======== Estratto selezionato ========

Uno spazio diverso. Quello che per molti sarà diverso è lo spazio di lavoro, anche senza arrivare agli investimenti annunciati da Google. «I nuovi modelli prevedono una concezione diversa degli uffici, come luogo di scambio, condivisione, creatività e team work» sostiene Walter Ruffinoni, ceo di NTT Data Italia ed Emea. Gli spazi di Ing sono già organizzati sul modello open space «ma stiamo lavorando per renderli ancora più flessibili. Le aree dedicate al lavoro individuale lasceranno spazio a quelle destinate alla collaborazione, alla formazione e alla socialità», aggiunge Alessio Miranda, country manager del gruppo. Quasi tutti si aspettano che gli uffici saranno nuovamente frequentati, «ma saranno utilizzati in maniera diversa», evidenzia il ceo di Italgas, Paolo Gallo. «In alcune nostre sedi è in corso un progetto pilota di coworking, in cui condividere in base alle proprie esigenze la scrivania e gli altri spazi utili attraverso meccanismi agili di prenotazione». Da ABB a Discovery fino a Zurich, il modello co-working e la modifica degli spazi accomunano un po’ tutti. In pratica si prevede l’addio al posto di lavoro tradizionale, come conferma anche Luciano Sala, direttore human resources di Tim: «Non si avrà più una scrivania assegnata, lo spazio di lavoro non sarà sempre lo stesso e ci saranno aree di lavoro condivise che favoriranno l’incontro tra persone che operano su ambiti diversi, stimolando così lo scambio di idee e la dinamicità sul posto di lavoro».

========

#### Attività proposte
1) Traduca in inglese la seguente frase del brano sugli spazi di lavoro: «Da ABB a Discovery fino a Zurich, il modello co-working e la modifica degli spazi accomunano un po’ tutti.»
2) Prosegua il brano sugli spazi di lavoro a partire dal punto in cui si interrompe.

======== Dati archiviati ========

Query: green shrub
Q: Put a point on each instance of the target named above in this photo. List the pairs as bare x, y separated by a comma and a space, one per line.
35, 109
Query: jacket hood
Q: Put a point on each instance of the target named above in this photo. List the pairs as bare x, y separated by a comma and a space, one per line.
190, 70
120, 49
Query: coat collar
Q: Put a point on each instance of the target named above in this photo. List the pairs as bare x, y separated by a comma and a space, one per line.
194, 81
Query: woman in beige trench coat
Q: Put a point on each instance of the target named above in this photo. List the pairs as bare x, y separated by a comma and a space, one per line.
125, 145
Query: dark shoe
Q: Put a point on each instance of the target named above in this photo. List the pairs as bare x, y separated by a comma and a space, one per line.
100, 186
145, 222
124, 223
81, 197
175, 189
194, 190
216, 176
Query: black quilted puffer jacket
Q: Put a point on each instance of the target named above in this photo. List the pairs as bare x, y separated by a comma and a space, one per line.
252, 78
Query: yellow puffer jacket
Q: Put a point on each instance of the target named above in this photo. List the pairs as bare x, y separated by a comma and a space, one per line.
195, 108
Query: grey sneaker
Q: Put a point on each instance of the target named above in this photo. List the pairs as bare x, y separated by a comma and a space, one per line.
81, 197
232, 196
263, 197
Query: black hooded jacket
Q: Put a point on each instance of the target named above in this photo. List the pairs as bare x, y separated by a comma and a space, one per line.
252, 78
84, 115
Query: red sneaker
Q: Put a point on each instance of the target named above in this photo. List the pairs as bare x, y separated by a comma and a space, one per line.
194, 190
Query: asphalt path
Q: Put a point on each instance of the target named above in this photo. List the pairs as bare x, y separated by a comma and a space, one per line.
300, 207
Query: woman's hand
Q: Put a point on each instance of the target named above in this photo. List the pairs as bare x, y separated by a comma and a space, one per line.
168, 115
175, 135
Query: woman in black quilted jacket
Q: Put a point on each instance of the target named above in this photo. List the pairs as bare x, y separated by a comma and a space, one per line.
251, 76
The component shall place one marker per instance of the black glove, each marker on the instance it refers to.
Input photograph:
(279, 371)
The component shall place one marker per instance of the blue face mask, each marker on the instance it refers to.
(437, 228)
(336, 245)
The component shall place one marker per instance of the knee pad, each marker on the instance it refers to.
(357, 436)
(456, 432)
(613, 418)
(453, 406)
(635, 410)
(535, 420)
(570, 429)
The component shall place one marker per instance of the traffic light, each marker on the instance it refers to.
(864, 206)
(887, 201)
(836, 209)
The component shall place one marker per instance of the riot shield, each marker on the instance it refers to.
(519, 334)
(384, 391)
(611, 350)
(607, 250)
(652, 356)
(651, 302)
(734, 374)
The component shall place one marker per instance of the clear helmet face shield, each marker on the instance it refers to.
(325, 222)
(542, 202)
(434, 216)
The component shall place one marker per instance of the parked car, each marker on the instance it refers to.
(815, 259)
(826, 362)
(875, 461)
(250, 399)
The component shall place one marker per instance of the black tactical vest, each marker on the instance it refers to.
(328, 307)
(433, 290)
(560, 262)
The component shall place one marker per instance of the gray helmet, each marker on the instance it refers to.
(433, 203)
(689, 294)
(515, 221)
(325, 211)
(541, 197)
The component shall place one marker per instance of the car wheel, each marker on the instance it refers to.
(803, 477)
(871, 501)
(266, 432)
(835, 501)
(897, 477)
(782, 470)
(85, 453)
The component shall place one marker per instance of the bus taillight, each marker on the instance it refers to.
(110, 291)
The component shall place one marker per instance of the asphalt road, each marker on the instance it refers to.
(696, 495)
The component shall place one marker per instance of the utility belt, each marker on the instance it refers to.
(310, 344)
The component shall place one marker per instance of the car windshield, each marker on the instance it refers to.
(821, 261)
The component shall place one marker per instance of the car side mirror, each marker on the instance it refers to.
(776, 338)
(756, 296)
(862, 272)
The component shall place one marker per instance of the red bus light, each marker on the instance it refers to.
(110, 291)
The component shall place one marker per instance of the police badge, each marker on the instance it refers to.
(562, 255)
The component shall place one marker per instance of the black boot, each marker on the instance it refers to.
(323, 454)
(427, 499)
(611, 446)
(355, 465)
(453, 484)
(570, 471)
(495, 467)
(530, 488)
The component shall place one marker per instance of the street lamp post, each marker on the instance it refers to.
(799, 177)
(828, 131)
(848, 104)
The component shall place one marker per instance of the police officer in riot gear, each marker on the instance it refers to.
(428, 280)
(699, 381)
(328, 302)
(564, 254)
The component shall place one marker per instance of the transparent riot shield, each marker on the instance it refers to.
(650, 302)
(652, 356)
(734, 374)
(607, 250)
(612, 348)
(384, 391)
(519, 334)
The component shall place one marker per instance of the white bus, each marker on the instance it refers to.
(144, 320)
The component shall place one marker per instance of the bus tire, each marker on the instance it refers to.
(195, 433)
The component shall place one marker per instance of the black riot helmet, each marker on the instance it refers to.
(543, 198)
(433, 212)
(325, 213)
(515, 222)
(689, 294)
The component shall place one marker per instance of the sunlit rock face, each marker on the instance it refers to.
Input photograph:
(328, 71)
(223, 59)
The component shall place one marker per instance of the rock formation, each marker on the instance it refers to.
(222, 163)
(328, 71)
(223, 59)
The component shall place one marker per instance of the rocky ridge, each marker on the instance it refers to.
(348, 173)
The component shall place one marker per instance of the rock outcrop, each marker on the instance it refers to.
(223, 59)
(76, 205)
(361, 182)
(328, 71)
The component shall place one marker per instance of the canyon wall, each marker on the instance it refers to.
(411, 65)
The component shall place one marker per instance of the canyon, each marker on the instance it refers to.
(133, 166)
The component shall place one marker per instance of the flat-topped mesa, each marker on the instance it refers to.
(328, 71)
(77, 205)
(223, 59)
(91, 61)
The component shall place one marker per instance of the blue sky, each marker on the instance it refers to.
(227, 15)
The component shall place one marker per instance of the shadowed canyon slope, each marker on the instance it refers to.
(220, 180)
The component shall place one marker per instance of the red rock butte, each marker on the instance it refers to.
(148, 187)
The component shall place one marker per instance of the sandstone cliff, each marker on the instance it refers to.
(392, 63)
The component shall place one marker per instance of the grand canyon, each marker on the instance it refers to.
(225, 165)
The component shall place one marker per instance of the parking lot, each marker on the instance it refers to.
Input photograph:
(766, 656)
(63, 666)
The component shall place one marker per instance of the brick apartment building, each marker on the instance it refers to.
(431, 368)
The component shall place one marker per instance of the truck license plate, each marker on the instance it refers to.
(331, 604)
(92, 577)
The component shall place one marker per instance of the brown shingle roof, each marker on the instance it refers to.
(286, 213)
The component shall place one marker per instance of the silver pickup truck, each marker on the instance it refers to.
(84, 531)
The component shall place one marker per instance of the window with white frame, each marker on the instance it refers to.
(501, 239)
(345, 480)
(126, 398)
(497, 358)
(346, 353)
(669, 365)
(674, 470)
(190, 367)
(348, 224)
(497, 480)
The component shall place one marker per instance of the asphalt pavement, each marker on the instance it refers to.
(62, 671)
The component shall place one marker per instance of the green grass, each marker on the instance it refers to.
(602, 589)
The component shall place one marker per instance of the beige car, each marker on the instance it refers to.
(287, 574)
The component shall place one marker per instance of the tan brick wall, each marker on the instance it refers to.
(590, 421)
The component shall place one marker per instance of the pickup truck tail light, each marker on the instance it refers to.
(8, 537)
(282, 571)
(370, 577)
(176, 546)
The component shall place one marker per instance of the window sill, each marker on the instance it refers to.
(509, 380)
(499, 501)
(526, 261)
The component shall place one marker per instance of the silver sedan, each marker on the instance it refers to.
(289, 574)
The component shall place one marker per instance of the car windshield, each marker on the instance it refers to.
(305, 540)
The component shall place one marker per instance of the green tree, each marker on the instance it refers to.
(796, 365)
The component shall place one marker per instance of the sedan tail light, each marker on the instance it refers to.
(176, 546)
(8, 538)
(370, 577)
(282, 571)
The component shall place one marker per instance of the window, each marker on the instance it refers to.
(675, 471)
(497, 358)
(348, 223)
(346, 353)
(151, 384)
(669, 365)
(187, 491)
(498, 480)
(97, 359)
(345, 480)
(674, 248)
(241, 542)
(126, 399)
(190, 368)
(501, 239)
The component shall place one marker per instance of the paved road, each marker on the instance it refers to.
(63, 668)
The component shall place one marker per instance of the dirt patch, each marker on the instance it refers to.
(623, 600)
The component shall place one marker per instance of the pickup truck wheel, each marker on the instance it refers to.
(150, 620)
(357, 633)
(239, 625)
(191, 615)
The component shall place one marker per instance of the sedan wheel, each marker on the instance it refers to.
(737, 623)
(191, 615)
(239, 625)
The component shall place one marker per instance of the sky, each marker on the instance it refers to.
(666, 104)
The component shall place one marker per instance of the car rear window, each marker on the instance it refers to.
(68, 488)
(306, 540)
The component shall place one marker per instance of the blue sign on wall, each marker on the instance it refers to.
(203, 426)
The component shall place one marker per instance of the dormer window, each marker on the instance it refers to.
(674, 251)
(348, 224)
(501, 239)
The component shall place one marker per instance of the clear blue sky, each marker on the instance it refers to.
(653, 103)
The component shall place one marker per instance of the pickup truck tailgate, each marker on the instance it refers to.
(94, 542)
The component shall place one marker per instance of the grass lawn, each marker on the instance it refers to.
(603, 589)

========

#### Soluzioni
1) From ABB to Discovery to Zurich, the co-working model and the redesign of spaces are shared by almost everyone.

2)
Ma quando questa nuova normalità? C’è chi spera già entro l’estate e chi si proietta in avanti di oltre un anno. Nelle sedi italiane di Saipem «lo smart working entrerà a pieno regime per metà del 2022», conferma il ceo Stefano Cao. Leggermente più ottimisti Pirelli e o Mondadori. «Prevediamo un graduale ritorno alla ‘new normality’ verso l’autunno», auspica Marco Tronchetti Provera, ceo del gruppo della Bicocca, mentre la società editoriale ipotizza «il ritorno a una nuova normalità tra la fine del 2021 e l’inizio del 2022», spiega Daniele Sacco, direttore centrale Risorse umane. In generale, la maggior parte delle aziende prevede una regolarizzazione solo il prossimo anno. «Non pensiamo che la pandemia possa diventare un ricordo prima del 2022», sostiene Giuseppe La Scala, senior partner dello studio omonimo, mentre per il ceo di Italcer, Graziano Verdi, la normalità piena potrebbe tornare «dalla primavera/estate 2022 vista la non evoluzione vaccinale e il numero ancora elevato dei contagi giornalieri».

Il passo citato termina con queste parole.